[What needs to be done] What lines in the entries hold the string "below"? List them.

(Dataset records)
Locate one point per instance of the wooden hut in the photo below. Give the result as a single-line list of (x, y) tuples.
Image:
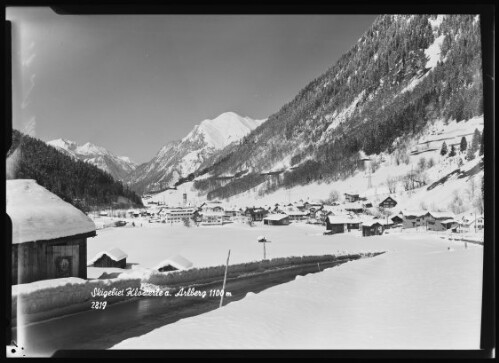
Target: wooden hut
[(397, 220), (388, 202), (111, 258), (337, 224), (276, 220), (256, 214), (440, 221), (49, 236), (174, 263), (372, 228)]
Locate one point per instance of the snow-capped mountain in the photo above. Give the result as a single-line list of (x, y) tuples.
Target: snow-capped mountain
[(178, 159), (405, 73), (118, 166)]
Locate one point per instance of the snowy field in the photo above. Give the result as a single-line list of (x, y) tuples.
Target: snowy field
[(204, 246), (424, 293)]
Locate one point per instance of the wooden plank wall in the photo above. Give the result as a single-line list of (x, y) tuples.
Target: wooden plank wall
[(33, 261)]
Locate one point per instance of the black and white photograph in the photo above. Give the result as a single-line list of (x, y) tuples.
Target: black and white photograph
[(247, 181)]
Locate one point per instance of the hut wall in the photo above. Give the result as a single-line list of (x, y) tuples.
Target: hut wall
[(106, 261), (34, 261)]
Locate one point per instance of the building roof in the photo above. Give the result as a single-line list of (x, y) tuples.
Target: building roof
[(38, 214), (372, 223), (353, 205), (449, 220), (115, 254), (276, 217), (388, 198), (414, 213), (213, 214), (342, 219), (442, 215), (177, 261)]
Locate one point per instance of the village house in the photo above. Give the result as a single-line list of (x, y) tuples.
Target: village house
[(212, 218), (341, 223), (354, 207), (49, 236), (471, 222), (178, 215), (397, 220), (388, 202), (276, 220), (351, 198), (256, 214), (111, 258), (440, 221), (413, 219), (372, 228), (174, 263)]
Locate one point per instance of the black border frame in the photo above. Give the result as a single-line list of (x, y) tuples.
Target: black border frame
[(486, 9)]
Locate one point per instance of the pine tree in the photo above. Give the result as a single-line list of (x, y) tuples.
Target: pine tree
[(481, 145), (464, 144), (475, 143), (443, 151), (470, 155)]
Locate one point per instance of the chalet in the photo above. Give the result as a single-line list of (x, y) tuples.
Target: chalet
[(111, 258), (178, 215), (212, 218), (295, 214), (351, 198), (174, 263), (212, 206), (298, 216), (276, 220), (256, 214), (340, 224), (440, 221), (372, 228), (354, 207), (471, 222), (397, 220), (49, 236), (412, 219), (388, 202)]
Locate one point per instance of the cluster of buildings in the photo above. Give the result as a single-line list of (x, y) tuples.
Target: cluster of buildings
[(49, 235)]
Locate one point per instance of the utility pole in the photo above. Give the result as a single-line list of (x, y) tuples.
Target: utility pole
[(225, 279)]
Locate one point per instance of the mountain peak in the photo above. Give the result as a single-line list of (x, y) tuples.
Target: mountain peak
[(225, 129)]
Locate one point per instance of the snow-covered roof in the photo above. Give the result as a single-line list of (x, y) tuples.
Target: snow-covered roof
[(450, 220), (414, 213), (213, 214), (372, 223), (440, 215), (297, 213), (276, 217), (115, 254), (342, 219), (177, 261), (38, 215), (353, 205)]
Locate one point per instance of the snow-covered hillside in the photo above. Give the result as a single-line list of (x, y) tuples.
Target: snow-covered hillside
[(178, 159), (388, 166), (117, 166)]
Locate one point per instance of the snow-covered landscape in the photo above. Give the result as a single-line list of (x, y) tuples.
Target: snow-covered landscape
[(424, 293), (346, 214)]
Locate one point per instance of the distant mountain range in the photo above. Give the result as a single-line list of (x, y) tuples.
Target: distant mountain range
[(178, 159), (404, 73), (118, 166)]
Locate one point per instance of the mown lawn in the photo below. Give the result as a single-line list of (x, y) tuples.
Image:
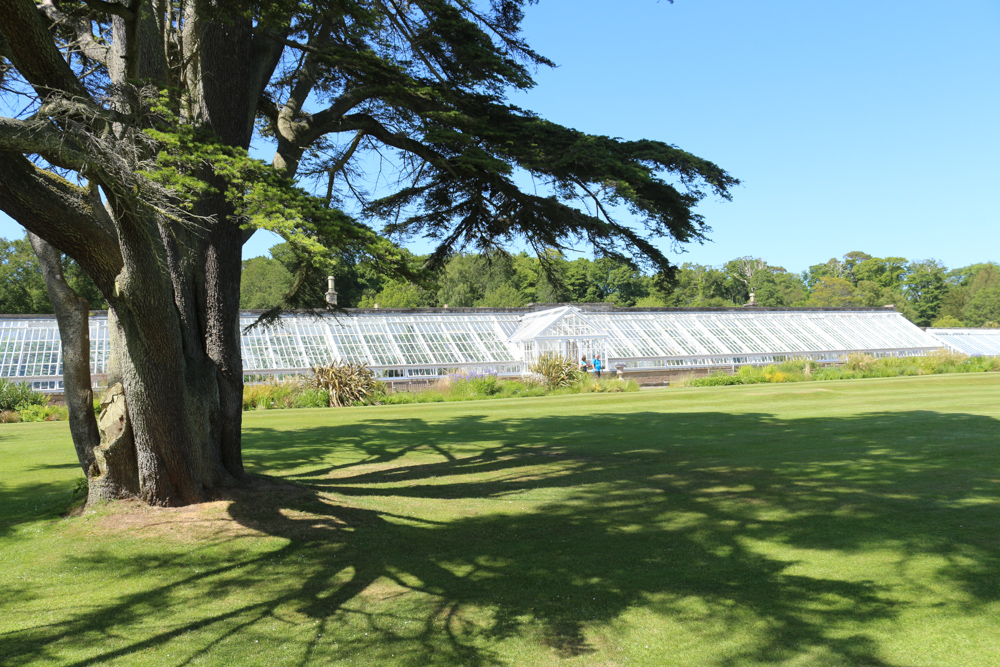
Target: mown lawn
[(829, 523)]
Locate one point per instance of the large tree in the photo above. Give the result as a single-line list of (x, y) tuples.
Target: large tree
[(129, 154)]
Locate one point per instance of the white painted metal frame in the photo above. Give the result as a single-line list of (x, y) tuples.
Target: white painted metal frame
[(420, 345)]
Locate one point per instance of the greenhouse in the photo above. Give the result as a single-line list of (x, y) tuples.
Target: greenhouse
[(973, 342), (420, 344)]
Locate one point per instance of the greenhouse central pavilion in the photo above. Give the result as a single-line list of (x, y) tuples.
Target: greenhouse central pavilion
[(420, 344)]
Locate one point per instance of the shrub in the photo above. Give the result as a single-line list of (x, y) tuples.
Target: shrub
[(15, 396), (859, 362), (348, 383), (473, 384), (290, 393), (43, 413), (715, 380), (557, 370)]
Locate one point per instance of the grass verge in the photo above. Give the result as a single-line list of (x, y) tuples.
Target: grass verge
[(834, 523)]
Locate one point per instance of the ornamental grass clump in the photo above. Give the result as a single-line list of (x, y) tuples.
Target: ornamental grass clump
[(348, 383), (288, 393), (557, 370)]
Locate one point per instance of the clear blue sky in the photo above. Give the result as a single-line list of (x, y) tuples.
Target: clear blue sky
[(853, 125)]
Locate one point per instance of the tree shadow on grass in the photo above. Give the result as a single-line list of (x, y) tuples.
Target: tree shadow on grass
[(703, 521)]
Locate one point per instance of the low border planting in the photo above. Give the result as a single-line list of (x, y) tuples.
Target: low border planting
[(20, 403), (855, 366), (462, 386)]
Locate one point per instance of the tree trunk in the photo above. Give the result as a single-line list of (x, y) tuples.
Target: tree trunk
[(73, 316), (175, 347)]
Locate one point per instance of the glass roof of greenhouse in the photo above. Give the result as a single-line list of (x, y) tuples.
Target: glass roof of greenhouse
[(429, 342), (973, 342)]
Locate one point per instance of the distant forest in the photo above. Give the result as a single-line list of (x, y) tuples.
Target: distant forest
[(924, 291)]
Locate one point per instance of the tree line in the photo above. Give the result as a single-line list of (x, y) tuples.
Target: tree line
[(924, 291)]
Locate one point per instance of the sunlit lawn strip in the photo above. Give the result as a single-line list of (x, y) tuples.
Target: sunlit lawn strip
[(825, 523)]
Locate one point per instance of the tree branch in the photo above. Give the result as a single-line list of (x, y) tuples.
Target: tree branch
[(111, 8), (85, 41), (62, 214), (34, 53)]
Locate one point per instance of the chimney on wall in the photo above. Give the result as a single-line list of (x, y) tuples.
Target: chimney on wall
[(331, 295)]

[Solution to this task]
Locate one point per instance of the wooden hut in the photo below. Give the result as a single-line list of (x, y) tuples.
Locate one point per instance of the mown lawn in the photo below. Give the result as a single-line list of (x, y) tuples.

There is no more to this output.